§ Task requirements
a) Decide whether each statement agrees with the Christopher Dawson text, answering yes or no and quoting the text's deciding words: (i) Dawson lived from 1889 to 1970; (ii) the quoted passage says historians judge an age by the spiritual truth of its religion; (iii) Dynamics of World History is described as a compilation of essays.
b) Transcribe the Christopher Dawson text from "Tuesday, October 21, 2008" to "about Christopher Dawson.".

§ Text section
»»

Tuesday, October 21, 2008

Several lectures (mp3's)

Thanks to the John Olin Online Lecture Library, you can listen to several lectures about Christopher Dawson.

The High Achievement of Christopher Dawson
Historical Lecture
Russell Kirk

Christopher Dawson's Historical Philosophy
John Lukacs, Author
Belmont Abbey College, Belmont, NC
3/10/2000

The Thought of Christopher Dawson
Gleaves Whitney, Speechwriter, Governor John Engler of Michigan
Belmont Abby College, Belmont, NC
3/10/2000

Christopher Dawson & Pluralism
Gerald Russello, Litigation Associate for Covington & Burling
Belmont Abby College, Belmont, NC
3/11/2000

Christopher Dawson and the Rise and Fall of Christendom
James Hitchcock, Professor History at St. Louis University
Belmont Abbey College, Belmont, NC
3/11/2000

Sunday, October 12, 2008

Dark Ages and Secularist Rages: A Response to Professor A.C. Grayling by Carl Olson

...Grayling's views are not only distortions of the historical record, they've been out of date among scholars for close to a century. Which brings us to the person and work of Christopher Dawson (1889-1970), one of the finest historians of the past century. Dawson, a Catholic, has sometimes been called a "metahistorian" because of how he approached the big picture of cultures and historical epochs. In books such as Understanding Europe, Religion and the Rise of Western Culture, Religion and Culture, Medieval Essays, and Progress and Religion (and the excellent compilation of essays, Dynamics of World History), Dawson explored the relationship between culture and religion, especially between European culture and Christianity. In the essay, "The Scientific Development of Medieval Culture," found in Medieval Essays, Dawson discusses the criteria used by historians in evaluating the role of religion:

The ultimate criterion by which we must judge the value of a religion is not its cultural fruits but its spiritual truth. This, however, is not the criterion which the historian or the sociologist applies in his judgment of an age or a civilization. A false religion which produces a great art or a great literature, a religion which expresses itself in a brilliant civilization will naturally be of greater interest to him than a true religion which produces only martyrs or mystics. But while the historian is justified in judging the cultural value of a religion by its cultural fruits, he has no right to treat his conclusions as final from the religious point of view. Actually, however, it is very difficult for an historian to preserve this distinction between religious and cultural values. If he believes a religion to be true, he will naturally tend to take a favourable view of the culture with which it is associated, and if he regards a culture as barbarous or unprogressive he will be apt to condemn or depreciate its religious standards and beliefs.

««

§ Data entries
»»

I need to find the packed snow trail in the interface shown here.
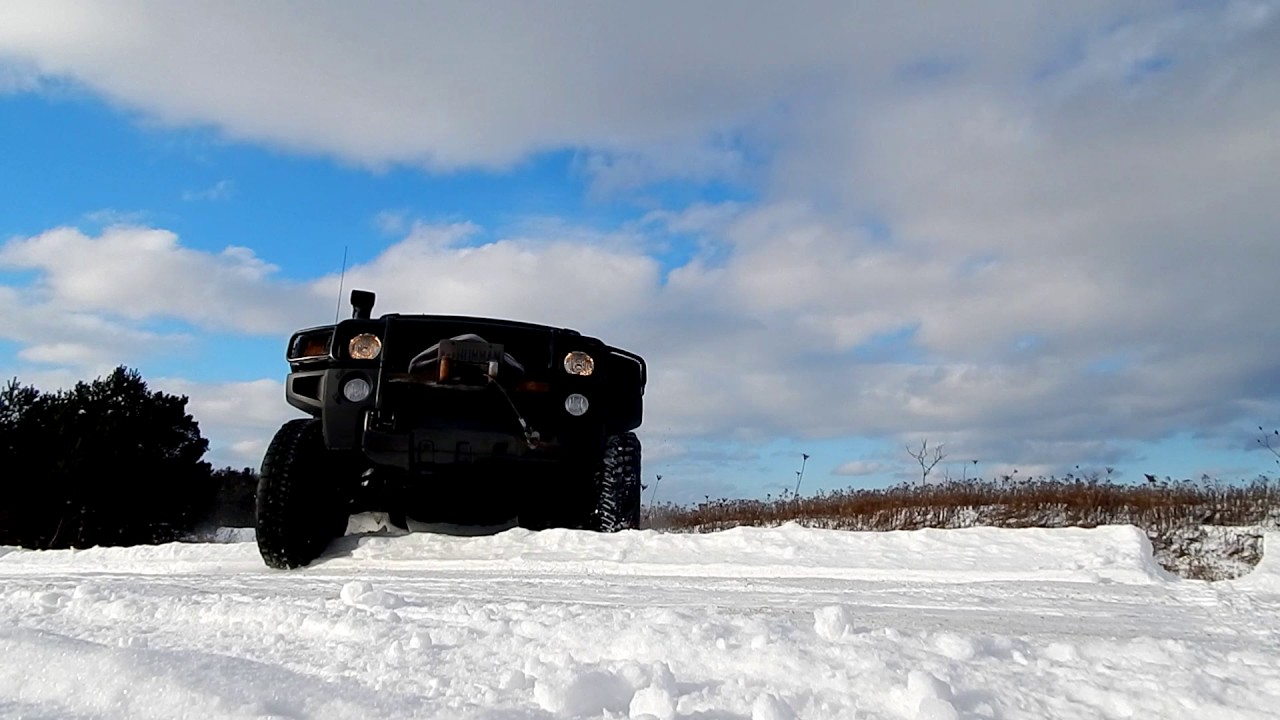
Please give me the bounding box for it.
[0,525,1280,720]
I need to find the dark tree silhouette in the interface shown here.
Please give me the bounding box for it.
[0,366,216,547]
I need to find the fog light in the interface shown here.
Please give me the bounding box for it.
[342,378,372,402]
[564,392,591,418]
[347,333,383,360]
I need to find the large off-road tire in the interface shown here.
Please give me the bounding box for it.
[589,433,640,533]
[256,418,349,569]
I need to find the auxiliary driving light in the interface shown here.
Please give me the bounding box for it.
[347,333,383,360]
[564,350,595,378]
[342,378,371,402]
[564,392,591,418]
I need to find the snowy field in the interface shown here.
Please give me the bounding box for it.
[0,525,1280,720]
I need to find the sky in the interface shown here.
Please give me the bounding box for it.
[0,0,1280,502]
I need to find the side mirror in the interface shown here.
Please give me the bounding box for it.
[351,290,378,320]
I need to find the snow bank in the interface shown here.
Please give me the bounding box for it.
[1230,532,1280,593]
[347,524,1174,583]
[0,524,1174,584]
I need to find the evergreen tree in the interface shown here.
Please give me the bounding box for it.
[0,366,216,547]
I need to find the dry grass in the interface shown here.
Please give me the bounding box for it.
[645,475,1280,579]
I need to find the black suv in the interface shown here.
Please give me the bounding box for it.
[257,290,646,568]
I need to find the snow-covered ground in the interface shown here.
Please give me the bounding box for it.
[0,525,1280,720]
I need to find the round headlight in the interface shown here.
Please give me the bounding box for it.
[564,350,595,377]
[342,378,372,402]
[347,333,383,360]
[564,392,591,418]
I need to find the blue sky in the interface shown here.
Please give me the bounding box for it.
[0,1,1280,501]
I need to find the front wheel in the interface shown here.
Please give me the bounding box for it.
[589,433,640,533]
[256,418,349,569]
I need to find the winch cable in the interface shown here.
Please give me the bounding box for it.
[485,375,541,450]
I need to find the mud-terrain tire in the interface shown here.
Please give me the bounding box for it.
[589,433,640,533]
[256,418,349,569]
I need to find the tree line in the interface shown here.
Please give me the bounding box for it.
[0,365,257,548]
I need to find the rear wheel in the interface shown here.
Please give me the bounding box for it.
[256,418,349,569]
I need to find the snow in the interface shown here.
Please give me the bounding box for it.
[0,517,1280,720]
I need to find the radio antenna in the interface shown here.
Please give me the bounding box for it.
[333,245,347,325]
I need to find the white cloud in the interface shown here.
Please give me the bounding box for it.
[182,179,236,202]
[0,3,1280,484]
[0,0,1143,171]
[0,225,315,333]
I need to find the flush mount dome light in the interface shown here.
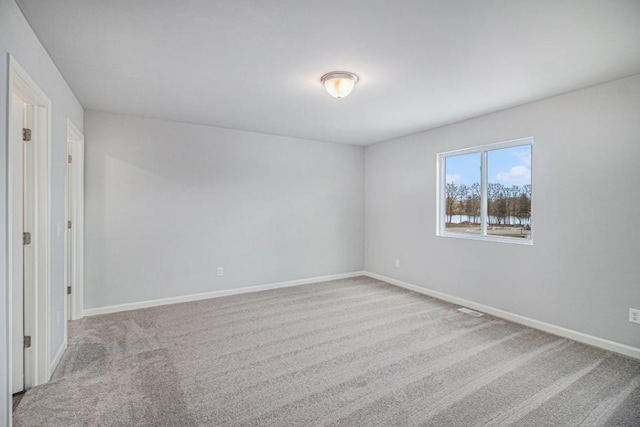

««

§ Exercise solutions
a)
(i) Yes: "Christopher Dawson (1889-1970)"
(ii) No: "This, however, is not the criterion which the historian or the sociologist applies in his judgment of an age or a civilization."
(iii) Yes: "the excellent compilation of essays, Dynamics of World History"

b)
Tuesday, October 21, 2008

Several lectures (mp3's)

Thanks to the John Olin Online Lecture Library, you can listen to several lectures about Christopher Dawson.